§ **Texte extrait**
Toutefois elle n’est pas autre que celle que la volonté tire de l’acte voulu ;
mais elle se rapporte à elle comme sa raison et sa cause, ainsi que nous
l’avons dit (art. 1).
Objection
N°3. La bonté de la créature n’ajoute rien à la bonté divine, parce qu’elle en
découle entièrement. Or, la bonté de l’acte extérieur découle quelquefois tout
entière de la bonté de l’acte intérieur, et d’autres fois c’est le contraire,
comme nous l’avons dit (art. préc). Donc l’un des
deux n’ajoute pas à la bonté ou à la malice de l’autre.
La
réponse à l’objection N°3 est évidente d’après ce que nous avons dit à la
réponse précédente.
Mais
c’est le contraire. Tout être qui agit a l'intention de faire le bien et d’éviter
le mal. Si donc l’acte extérieur n’ajoute rien à la bonté ou à la malice de l’acte
intérieur, celui qui a la volonté bonne ou mauvaise fait le bien ou s’abstient
de faire le mal inutilement ; ce qui répugne.
Conclusion
La bonté que l’acte extérieur tire de sa fin n’augmente qu’accidentellement la
bonté de l’acte intérieur, mais celle qu’il a en lui-même d’après sa matière et
les circonstances ajoute à la bonté ou à la malice de l’acte intérieur, puisqu’elle
en est le terme.

§ **Consignes**
1. Recopiez fidèlement le passage de l'extrait sur l'acte extérieur qui commence par « Toutefois elle n’est » et se termine par « malice de l’autre. ».
2. D'après l'extrait sur l'acte extérieur, de quelle manière la bonté que l'acte extérieur tire de sa fin augmente-t-elle la bonté de l'acte intérieur ?
On peut se passer des enregistrements.

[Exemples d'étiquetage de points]
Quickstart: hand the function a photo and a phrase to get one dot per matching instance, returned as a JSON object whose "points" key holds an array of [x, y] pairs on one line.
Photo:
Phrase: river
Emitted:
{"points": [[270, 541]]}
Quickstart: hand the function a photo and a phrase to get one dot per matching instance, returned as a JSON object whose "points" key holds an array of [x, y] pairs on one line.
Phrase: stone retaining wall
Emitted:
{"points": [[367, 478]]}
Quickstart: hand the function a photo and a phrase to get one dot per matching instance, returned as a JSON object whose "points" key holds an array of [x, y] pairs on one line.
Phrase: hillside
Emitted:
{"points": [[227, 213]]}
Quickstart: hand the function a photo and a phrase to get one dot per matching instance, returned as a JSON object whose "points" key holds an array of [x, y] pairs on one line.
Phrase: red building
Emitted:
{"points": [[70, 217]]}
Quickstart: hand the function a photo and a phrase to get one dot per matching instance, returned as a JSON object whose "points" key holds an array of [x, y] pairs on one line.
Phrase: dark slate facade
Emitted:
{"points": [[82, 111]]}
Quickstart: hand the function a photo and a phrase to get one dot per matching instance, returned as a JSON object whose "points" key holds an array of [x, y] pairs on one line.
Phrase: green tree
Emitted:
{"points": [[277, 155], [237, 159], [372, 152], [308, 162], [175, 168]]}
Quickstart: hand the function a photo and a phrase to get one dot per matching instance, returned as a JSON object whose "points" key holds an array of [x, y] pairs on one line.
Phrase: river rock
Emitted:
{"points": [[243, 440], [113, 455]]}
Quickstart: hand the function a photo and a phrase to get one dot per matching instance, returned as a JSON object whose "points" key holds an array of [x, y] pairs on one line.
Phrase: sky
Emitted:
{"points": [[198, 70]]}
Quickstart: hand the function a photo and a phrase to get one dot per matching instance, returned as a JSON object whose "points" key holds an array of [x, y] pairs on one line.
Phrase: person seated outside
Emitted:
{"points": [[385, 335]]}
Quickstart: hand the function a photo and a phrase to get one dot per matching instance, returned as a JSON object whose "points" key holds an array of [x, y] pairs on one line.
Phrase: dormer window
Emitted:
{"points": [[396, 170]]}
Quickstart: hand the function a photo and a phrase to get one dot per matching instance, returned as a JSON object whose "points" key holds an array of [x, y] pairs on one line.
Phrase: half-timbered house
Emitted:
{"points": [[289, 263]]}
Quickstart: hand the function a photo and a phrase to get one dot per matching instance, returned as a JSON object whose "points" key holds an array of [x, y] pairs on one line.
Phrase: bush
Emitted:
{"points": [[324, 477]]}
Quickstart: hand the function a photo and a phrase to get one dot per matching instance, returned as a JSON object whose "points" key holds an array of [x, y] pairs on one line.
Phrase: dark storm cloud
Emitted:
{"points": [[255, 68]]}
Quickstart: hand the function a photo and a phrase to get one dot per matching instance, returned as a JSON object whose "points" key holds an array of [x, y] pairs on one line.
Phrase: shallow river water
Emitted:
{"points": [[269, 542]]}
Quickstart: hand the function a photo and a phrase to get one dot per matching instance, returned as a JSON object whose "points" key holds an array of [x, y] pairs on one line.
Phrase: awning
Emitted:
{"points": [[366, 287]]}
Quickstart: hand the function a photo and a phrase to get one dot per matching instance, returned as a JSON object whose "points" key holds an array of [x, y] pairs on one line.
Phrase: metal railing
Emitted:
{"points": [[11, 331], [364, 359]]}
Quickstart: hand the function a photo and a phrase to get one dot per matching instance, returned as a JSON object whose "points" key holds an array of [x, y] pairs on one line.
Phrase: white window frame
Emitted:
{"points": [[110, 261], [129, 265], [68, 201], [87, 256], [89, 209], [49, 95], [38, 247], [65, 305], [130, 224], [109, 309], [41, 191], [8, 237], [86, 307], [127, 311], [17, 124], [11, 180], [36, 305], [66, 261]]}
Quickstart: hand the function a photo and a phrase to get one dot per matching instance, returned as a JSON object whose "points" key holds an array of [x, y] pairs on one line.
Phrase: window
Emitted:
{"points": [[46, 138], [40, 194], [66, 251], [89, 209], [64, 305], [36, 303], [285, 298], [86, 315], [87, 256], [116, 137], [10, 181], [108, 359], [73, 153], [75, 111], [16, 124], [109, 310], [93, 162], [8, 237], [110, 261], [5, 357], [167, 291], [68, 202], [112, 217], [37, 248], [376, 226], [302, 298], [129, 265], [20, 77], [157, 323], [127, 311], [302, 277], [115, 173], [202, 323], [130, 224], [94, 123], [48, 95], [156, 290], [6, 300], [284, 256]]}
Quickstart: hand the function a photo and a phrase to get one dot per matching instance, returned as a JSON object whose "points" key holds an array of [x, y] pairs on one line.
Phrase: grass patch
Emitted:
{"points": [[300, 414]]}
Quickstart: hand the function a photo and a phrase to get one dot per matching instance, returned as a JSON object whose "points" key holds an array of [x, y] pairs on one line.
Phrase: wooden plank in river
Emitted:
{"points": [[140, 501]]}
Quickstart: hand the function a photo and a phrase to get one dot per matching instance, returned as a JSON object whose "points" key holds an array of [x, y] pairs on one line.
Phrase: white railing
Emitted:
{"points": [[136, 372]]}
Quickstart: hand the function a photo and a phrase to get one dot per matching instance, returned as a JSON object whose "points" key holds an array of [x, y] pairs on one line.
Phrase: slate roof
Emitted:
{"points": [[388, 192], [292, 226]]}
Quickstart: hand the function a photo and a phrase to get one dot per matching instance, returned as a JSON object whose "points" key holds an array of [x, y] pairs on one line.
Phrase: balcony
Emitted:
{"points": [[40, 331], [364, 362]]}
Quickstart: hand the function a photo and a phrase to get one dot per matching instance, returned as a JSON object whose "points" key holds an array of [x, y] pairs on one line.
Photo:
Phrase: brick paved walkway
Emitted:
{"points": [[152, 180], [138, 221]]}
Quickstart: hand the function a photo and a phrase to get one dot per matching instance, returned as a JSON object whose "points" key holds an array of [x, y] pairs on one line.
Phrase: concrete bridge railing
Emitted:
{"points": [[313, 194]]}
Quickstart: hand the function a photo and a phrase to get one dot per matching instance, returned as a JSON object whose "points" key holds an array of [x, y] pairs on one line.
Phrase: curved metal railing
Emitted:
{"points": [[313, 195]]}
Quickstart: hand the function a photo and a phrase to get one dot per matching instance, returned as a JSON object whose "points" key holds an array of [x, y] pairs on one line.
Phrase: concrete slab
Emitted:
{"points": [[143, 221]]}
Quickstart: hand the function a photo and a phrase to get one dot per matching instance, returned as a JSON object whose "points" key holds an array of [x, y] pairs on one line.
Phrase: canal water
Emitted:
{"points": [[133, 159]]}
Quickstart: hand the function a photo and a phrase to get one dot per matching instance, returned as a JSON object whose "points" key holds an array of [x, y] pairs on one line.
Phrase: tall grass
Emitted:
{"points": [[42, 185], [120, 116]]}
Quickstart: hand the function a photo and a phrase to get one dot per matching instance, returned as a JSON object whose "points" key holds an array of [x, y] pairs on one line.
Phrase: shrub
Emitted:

§ **Corrigé des exercices**
1.
Toutefois elle n’est pas autre que celle que la volonté tire de l’acte voulu ;
mais elle se rapporte à elle comme sa raison et sa cause, ainsi que nous
l’avons dit (art. 1).
Objection
N°3. La bonté de la créature n’ajoute rien à la bonté divine, parce qu’elle en
découle entièrement. Or, la bonté de l’acte extérieur découle quelquefois tout
entière de la bonté de l’acte intérieur, et d’autres fois c’est le contraire,
comme nous l’avons dit (art. préc). Donc l’un des
deux n’ajoute pas à la bonté ou à la malice de l’autre.

2. Elle ne l'augmente qu'accidentellement.